→ To be done
Copy the records verbatim, starting with the first line and going on through the line that contains "[102,118,412,270]", with both ends included.

→ Input records
Start

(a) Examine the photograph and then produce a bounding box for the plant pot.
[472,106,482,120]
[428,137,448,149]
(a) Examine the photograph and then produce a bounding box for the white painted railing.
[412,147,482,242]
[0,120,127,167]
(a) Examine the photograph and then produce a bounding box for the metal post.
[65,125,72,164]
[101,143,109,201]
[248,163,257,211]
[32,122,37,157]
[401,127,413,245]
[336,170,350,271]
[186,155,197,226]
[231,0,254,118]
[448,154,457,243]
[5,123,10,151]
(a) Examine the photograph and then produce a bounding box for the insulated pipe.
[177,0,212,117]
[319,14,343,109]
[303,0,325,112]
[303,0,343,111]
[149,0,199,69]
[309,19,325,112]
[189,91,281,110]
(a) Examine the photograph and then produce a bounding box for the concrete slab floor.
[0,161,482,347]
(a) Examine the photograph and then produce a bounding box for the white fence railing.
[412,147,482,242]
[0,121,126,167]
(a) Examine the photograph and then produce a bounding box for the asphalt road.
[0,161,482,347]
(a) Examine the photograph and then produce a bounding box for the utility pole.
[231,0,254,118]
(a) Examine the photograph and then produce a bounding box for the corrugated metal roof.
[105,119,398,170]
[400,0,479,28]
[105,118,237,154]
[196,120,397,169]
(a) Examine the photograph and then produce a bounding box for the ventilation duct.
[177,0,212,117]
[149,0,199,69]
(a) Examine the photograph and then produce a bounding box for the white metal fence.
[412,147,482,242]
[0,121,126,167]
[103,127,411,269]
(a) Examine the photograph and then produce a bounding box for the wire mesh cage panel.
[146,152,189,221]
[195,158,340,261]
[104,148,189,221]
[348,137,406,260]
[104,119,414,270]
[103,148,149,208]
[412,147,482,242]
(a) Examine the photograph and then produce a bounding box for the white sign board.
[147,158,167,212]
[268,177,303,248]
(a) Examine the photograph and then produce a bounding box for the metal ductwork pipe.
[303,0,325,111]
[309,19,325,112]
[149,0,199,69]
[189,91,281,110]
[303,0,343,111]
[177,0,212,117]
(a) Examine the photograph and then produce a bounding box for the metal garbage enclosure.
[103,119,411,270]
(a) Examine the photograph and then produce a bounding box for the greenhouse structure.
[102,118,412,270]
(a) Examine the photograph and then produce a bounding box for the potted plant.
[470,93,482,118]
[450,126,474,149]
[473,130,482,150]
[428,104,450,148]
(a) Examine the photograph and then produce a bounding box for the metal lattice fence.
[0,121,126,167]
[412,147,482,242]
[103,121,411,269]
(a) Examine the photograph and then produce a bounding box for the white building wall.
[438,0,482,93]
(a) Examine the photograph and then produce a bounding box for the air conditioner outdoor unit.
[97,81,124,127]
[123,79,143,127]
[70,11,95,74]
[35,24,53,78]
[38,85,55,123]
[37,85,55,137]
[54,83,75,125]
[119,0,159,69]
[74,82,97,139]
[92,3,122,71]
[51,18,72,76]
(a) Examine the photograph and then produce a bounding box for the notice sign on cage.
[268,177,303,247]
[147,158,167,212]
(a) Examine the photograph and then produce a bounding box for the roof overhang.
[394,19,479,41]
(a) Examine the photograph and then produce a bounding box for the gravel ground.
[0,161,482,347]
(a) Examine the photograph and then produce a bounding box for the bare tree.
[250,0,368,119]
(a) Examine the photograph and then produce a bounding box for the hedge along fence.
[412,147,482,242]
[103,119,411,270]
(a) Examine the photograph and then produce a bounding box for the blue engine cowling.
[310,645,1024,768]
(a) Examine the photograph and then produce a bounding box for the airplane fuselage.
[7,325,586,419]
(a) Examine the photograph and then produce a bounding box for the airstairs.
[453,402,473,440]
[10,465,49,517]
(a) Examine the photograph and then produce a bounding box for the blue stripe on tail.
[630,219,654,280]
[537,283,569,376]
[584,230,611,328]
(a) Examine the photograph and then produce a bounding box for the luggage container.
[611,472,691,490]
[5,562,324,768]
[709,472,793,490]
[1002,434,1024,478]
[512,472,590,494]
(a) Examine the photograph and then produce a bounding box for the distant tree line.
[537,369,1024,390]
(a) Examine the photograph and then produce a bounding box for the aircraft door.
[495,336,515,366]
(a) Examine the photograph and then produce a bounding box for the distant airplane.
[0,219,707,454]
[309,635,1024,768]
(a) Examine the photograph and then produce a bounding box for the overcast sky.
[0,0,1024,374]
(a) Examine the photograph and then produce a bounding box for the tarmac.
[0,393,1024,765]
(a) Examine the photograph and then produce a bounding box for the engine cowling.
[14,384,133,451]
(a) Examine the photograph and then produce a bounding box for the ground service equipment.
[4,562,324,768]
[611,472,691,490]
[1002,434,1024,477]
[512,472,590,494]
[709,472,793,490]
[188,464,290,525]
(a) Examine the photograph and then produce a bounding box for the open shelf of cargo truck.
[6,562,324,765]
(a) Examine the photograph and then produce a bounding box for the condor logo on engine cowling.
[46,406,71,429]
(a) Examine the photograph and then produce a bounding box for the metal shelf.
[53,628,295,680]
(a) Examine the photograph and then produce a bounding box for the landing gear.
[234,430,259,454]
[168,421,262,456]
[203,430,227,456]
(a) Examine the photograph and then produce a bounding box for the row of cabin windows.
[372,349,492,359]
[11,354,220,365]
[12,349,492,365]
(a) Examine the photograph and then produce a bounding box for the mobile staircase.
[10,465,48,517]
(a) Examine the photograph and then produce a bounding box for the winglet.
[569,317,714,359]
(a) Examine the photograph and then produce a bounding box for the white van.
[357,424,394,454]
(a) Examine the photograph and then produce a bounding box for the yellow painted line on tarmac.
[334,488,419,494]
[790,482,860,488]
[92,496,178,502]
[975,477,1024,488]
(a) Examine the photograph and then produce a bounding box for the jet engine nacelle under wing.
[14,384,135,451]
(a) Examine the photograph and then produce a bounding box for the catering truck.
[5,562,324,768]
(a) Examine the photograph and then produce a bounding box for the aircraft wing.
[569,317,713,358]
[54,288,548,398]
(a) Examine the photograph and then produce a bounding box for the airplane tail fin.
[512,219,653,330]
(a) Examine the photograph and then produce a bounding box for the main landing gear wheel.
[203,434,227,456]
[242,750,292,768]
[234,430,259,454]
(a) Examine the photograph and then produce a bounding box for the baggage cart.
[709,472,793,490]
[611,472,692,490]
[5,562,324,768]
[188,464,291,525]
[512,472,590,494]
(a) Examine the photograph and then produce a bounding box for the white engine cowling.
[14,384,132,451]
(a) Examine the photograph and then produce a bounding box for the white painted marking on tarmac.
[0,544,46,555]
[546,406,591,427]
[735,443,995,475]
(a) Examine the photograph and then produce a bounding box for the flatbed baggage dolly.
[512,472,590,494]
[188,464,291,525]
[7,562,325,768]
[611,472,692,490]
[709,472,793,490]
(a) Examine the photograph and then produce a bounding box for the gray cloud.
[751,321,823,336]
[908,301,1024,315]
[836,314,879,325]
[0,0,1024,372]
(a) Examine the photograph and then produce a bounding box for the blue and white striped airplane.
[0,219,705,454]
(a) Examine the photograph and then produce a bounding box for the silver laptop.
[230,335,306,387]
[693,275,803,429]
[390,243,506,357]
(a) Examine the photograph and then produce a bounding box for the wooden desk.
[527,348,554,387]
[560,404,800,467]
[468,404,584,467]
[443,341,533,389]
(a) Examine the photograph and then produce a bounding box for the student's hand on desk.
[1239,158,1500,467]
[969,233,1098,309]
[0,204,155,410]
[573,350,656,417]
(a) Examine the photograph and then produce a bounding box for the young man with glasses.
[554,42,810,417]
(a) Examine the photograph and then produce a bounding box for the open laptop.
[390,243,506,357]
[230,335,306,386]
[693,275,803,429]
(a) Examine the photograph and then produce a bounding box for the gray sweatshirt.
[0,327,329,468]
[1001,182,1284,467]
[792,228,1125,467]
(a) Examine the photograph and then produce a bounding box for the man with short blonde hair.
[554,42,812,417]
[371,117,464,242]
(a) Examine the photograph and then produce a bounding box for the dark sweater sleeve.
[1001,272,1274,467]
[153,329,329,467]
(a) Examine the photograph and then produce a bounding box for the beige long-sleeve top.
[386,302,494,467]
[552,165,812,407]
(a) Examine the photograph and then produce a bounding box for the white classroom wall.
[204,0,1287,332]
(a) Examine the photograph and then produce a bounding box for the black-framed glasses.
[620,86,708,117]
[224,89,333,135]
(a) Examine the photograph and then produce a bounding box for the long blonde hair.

End

→ Result for this exercise
(a) Examine the photograph and then produce a bounding box for the plant pot.
[472,106,482,120]
[428,137,448,149]
(a) Examine the photograph and then produce a bounding box for the white painted railing.
[412,147,482,242]
[0,120,127,167]
(a) Examine the photograph and then produce a bounding box for the metal post.
[65,125,72,164]
[101,143,109,201]
[248,163,257,211]
[32,122,37,157]
[401,127,413,245]
[336,170,350,271]
[186,155,197,226]
[231,0,254,118]
[448,154,457,243]
[5,123,10,151]
(a) Examine the photograph and then produce a bounding box for the insulated pipe.
[177,0,212,117]
[319,14,343,109]
[303,0,325,112]
[303,0,343,111]
[149,0,199,69]
[309,19,325,112]
[189,91,281,110]
(a) Examine the photograph and then produce a bounding box for the concrete slab floor.
[0,161,482,347]
(a) Examine the photograph and then produce a bounding box for the white fence railing.
[412,147,482,242]
[0,121,126,167]
(a) Examine the photograph and then produce a bounding box for the asphalt road.
[0,161,482,347]
(a) Examine the photograph and then produce a bounding box for the utility pole.
[231,0,254,118]
(a) Examine the photograph and then produce a bounding box for the corrugated metal roof.
[105,119,398,170]
[400,0,479,28]
[105,118,237,154]
[196,120,397,169]
(a) Examine the photograph and then produce a bounding box for the ventilation duct.
[177,0,212,117]
[149,0,199,69]
(a) Examine the photograph and then produce a bounding box for the white metal fence.
[412,147,482,242]
[0,121,126,167]
[103,127,411,269]
(a) Examine the photograph and then produce a bounding box for the wire mesh cage panel.
[146,152,189,221]
[195,158,340,261]
[104,148,189,221]
[348,137,406,260]
[104,119,414,270]
[103,148,149,208]
[412,147,482,242]
(a) Examine the photograph and then produce a bounding box for the white sign board.
[147,158,167,212]
[268,177,303,248]
(a) Examine the photograph and then produce a bounding box for the metal ductwork pipe.
[303,0,325,111]
[309,19,325,112]
[149,0,199,69]
[189,91,281,110]
[303,0,343,111]
[177,0,212,117]
(a) Examine the photograph and then produce a bounding box for the metal garbage enclosure.
[103,119,411,270]
(a) Examine the photograph and then produce a bounding box for the greenhouse structure.
[102,118,412,270]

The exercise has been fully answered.